• **ACTIVITY**: Output everything in the listing exactly.

• **EXERCISE MATERIAL**:
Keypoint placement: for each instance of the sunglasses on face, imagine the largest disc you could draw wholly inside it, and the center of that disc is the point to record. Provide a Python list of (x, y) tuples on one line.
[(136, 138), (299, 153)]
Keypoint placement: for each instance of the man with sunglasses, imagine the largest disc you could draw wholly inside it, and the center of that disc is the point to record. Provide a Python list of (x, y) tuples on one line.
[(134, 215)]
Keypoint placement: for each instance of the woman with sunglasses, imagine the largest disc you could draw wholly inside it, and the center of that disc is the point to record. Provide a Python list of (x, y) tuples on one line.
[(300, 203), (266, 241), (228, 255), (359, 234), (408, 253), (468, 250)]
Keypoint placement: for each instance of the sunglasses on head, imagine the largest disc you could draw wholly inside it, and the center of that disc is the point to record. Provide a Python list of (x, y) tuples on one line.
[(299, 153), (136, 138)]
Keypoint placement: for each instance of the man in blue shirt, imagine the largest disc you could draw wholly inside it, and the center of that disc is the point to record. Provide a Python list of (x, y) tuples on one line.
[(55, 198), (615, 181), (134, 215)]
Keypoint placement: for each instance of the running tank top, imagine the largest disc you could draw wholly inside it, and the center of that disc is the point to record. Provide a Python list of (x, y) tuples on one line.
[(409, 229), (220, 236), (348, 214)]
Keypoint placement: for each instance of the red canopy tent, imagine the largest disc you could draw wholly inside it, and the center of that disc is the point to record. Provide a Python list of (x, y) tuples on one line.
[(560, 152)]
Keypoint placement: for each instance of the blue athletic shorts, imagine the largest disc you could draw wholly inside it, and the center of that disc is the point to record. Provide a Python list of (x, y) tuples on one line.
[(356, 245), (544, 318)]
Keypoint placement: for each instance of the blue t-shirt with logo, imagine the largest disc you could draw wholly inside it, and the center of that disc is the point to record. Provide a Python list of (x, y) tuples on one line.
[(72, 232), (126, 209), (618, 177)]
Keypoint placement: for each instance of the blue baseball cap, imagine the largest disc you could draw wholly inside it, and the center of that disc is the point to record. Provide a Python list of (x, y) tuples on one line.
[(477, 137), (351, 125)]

• **TASK SOLUTION**:
Keypoint placement: for each instance of the sunglasses on face, imagine the largest disc you could draw wholly inside it, and the center of that disc is the point to record. Provide a Python list of (x, y) tuples on one line.
[(136, 138), (299, 153)]
Keypoint placement: for each instance of the man with sunglasses, imagine the largest disc you could draw wholly inside it, and the center of that disc is the point to record. Provide a Python list of (x, y) tuples on one line.
[(134, 215)]
Keypoint placement: for each instance of the woman with sunglasses, imagine the largest disc you could draw wholly inside it, and the center of that disc is the point to record. Provide a Python list of (x, y) tuples on one line.
[(300, 203), (266, 241), (228, 255), (359, 234), (408, 253), (468, 250)]
Keypoint placement: for each instance of the sunglasses on head, imagine the largest disc you could draw wholly inside it, and the center of that disc is the point to record. Provide a Python list of (x, y) tuples on one line.
[(299, 153), (136, 138)]
Keypoint placement: for each instance of the man in blue shirt, imagine the largest disc you could draw wholly inside it, and the center of that disc is the point to record. Provide a Python list of (x, y) tuples on one line.
[(55, 198), (615, 181), (134, 215)]
Keypoint placement: for each instance of the running tank top, imagine the largest disc you could draw wholly inside it, and the center of that disc is the point to record. Provide a Python list of (x, y) tuples on one line.
[(409, 229), (220, 236), (348, 214)]
Keypoint placement: for each instance of the red canopy tent, imagine the largest disc you could draw wholly inside it, and the center of that disc is the point to record. Provide a Python list of (x, y) tuples on one line.
[(560, 152)]
Keypoint placement: for each instance of the blue athletic shorts, imagine the largest disc you could draw wholly inside it, and the center of that disc is the point to record. Provide a Python list of (x, y) tuples on one line.
[(356, 245), (544, 318)]
Keypoint placement: for each instance of the blue t-shirt with logo, imagine the largest disc you could draw wholly inside it, and the center of that disc is the point to record. Provide a Python list of (x, y) tuples on one line.
[(72, 232), (126, 209), (618, 177)]
Keypoint placement: for each instance of the blue baseball cap, imagine the largest disc you could draw wholly inside it, and the center of that disc is the point to record. Provide a Python list of (x, y) tuples on one line.
[(477, 137), (351, 125)]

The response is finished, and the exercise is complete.